GIVEN RECORDS »
--- START ---
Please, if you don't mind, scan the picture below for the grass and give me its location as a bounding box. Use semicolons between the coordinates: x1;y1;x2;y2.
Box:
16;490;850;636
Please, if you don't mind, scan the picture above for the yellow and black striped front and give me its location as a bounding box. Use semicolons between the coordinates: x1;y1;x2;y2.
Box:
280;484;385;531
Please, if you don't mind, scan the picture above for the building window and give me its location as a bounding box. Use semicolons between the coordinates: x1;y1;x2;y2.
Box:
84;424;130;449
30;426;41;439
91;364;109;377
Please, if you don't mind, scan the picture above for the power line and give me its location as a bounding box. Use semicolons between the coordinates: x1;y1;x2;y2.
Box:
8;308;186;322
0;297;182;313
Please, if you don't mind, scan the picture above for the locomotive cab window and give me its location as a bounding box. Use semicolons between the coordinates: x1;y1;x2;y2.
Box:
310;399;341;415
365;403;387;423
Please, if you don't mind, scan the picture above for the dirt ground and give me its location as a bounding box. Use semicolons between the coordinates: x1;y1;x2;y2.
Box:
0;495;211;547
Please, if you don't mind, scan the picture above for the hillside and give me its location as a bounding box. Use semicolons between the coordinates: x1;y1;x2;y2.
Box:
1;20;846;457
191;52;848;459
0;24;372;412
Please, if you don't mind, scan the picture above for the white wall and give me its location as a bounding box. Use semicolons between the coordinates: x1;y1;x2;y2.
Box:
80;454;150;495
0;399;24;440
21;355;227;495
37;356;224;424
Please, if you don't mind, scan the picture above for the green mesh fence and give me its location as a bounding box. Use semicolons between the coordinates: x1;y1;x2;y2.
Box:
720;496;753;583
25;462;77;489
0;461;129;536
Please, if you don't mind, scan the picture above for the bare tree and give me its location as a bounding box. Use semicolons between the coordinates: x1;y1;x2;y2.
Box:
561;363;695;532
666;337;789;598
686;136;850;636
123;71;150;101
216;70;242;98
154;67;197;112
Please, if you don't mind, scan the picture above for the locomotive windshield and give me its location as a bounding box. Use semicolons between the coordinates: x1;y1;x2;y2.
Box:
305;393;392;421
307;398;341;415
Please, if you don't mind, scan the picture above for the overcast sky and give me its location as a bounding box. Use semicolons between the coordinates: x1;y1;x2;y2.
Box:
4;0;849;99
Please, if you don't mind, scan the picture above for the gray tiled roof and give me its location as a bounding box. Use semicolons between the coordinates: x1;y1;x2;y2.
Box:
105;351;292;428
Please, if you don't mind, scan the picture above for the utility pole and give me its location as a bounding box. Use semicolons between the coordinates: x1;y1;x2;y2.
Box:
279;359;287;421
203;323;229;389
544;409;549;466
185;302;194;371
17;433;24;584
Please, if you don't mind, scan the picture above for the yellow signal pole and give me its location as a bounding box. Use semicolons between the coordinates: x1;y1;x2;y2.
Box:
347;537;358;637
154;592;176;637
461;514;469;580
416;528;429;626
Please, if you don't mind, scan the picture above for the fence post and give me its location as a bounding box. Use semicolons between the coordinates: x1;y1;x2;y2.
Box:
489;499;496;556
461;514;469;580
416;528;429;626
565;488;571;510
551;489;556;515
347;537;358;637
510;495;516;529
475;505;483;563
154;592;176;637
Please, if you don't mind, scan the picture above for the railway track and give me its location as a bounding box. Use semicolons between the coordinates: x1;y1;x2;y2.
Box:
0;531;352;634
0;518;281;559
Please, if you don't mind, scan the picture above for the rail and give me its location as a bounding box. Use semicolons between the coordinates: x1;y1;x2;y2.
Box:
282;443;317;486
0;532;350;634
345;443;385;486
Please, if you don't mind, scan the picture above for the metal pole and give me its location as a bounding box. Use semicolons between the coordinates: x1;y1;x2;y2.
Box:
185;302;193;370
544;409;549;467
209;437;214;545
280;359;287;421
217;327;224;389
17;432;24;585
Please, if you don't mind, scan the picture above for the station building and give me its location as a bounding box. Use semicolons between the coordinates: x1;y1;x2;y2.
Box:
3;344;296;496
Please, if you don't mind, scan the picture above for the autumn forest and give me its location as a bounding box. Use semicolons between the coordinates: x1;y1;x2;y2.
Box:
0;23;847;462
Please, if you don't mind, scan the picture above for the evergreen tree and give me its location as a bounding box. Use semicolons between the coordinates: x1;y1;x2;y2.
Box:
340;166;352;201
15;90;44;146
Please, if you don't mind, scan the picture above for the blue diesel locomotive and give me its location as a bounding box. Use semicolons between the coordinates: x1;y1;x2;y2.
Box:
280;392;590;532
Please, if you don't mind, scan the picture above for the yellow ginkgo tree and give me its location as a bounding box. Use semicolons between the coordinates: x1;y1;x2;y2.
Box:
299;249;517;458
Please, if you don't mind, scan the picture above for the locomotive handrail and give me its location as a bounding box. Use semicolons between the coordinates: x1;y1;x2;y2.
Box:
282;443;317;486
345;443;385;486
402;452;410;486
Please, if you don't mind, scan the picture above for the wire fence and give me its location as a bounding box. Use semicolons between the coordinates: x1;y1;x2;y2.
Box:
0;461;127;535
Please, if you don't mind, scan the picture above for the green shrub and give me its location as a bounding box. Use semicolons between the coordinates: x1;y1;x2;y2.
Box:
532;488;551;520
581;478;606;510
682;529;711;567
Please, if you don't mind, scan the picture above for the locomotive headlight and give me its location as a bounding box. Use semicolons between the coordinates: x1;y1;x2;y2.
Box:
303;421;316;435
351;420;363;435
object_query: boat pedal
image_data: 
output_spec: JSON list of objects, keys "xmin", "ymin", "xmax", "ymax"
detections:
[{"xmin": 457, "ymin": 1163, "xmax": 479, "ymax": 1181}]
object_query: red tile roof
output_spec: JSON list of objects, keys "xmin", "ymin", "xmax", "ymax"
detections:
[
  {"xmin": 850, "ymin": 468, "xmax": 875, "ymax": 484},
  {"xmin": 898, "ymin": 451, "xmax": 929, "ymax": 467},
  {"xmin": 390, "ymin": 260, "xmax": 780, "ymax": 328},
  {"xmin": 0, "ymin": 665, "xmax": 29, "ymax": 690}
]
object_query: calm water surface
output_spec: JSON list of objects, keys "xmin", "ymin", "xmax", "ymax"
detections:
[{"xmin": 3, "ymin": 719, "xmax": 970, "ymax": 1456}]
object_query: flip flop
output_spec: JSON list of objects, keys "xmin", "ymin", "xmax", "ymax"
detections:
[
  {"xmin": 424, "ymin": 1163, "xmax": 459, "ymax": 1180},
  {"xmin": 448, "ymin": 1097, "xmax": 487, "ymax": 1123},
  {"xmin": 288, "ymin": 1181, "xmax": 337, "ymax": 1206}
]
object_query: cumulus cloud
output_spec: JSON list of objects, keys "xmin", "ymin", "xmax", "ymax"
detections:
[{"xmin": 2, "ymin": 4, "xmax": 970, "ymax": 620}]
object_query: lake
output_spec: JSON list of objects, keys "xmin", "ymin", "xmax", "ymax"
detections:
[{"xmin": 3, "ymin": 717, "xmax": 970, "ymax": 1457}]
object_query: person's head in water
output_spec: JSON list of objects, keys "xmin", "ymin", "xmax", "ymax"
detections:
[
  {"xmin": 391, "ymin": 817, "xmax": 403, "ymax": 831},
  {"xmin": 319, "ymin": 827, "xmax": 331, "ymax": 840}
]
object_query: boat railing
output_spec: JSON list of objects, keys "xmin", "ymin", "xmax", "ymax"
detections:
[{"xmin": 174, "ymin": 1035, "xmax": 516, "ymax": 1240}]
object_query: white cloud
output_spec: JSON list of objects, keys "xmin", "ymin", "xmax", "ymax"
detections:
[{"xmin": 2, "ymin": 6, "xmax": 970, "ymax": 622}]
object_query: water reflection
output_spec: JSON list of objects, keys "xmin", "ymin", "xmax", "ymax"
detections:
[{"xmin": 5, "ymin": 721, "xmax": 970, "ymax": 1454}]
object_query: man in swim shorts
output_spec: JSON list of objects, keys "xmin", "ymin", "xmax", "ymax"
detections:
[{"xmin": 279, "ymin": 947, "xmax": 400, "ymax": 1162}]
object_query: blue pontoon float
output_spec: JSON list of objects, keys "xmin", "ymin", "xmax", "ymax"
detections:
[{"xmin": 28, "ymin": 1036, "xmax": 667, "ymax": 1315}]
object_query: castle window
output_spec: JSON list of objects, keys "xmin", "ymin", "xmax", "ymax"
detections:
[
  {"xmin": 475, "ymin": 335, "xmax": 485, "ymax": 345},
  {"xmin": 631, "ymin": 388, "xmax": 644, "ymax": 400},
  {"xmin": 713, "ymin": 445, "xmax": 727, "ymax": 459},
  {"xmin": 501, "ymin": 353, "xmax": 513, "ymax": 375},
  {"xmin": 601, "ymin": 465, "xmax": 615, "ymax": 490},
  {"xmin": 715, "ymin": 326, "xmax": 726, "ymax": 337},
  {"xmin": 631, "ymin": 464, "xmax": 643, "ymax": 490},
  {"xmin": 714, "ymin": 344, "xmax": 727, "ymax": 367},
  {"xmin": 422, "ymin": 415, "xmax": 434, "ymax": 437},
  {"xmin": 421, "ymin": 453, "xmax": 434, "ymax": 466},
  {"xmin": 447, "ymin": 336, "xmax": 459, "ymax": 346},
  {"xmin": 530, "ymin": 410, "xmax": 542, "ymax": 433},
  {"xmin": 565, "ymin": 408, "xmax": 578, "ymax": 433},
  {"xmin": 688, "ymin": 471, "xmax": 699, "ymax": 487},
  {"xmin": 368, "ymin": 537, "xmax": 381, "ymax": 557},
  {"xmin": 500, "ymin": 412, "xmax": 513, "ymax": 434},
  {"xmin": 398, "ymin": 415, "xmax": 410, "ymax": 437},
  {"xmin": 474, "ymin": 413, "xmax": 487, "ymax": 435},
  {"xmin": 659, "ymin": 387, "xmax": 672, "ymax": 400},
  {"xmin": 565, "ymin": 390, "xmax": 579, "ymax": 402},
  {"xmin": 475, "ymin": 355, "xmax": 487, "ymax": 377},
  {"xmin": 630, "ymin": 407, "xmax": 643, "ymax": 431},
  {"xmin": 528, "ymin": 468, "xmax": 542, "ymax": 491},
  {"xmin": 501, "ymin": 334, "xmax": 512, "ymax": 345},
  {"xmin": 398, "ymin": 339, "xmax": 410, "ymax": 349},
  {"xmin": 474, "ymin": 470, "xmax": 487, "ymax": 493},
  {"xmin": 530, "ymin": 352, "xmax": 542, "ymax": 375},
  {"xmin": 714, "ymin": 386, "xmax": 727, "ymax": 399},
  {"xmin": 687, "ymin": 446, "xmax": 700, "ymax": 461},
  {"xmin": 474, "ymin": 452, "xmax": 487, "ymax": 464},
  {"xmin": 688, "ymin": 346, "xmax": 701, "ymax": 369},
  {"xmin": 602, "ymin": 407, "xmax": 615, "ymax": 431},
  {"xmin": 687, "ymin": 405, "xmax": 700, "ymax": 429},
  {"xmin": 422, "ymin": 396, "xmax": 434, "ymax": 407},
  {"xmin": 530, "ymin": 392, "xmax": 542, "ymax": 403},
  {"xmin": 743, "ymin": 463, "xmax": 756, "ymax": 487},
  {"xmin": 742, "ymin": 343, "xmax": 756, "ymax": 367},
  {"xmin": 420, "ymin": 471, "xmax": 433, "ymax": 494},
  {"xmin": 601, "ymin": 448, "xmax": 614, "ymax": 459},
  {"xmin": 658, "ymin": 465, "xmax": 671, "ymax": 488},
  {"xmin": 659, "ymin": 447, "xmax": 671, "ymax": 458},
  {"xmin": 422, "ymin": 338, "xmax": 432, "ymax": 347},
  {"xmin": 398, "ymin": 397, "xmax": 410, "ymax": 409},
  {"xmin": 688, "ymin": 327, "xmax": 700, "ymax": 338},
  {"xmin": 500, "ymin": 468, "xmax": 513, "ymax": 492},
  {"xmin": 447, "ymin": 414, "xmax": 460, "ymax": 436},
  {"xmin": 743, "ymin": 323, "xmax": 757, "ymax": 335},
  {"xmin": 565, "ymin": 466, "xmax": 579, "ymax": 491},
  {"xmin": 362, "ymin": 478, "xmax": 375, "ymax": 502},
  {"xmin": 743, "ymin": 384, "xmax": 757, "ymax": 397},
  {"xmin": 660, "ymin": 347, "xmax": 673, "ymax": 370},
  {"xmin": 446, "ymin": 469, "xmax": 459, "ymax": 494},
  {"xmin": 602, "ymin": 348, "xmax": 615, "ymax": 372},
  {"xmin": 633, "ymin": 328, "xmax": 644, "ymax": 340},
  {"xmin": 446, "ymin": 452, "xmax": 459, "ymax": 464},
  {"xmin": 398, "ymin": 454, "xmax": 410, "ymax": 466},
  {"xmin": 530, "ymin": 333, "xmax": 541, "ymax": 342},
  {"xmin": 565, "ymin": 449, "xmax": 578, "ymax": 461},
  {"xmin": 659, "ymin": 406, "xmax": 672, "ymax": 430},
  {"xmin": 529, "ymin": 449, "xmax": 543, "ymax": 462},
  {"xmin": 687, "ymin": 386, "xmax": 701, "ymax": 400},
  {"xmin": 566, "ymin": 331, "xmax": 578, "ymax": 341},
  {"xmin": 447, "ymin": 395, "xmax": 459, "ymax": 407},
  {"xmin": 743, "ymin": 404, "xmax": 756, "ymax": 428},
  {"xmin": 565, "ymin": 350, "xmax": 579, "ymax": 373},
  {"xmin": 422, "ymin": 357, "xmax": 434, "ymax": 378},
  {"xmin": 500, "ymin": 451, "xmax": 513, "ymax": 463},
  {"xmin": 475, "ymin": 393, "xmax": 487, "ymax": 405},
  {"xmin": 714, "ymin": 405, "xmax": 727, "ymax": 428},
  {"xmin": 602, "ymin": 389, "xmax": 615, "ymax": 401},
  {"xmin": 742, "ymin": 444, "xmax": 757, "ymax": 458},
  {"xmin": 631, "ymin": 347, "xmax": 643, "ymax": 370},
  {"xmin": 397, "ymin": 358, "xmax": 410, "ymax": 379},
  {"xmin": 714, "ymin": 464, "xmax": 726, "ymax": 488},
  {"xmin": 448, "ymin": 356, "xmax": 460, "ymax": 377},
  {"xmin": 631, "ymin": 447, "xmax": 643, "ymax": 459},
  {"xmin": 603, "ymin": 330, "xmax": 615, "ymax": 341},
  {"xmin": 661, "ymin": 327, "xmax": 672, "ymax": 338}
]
--- END ---
Using the records given above, list every line that includes the word "white".

Please, if you don't mind, scan the picture above for the white wall and give me its location as a bounding box. Use semicolons between the coordinates: x1;y1;x2;y2.
object_query: white cloud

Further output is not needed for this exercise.